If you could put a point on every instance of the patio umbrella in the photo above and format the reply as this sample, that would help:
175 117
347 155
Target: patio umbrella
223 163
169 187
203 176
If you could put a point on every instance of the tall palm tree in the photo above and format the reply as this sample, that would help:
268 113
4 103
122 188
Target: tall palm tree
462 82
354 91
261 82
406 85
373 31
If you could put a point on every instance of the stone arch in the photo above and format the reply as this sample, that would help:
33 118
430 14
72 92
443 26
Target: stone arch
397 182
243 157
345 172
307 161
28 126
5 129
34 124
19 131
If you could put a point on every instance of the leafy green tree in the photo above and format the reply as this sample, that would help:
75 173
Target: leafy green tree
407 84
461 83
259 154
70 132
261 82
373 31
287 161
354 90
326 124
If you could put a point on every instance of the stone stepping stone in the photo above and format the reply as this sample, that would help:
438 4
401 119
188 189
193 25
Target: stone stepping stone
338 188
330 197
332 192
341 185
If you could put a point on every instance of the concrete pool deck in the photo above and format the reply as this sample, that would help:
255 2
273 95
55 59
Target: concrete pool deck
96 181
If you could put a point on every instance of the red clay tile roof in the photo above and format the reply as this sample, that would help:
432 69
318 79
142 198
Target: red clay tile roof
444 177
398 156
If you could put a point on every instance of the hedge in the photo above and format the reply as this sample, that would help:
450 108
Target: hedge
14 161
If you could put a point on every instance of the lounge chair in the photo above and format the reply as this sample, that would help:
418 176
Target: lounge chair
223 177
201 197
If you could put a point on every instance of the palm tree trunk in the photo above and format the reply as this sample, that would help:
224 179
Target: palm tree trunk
:::
▶ [Short task] Reproduce word for word the lines starting at the one that contains "of the hedge" and ending at the final line.

▶ [Full solution]
If you could put a point on every instance of the hedge in the photo above and format the reply as this sample, that would help:
450 108
Target: hedge
14 161
If you could put a point on every instance of the lounge chair in the photo above and format the reply as this sample, that would help:
418 176
Target: lounge chair
223 177
201 197
If you could put a point on every instance of the palm tree trunk in the photo above and format the reply as this sample, that would help:
224 179
Target: palm tree trunk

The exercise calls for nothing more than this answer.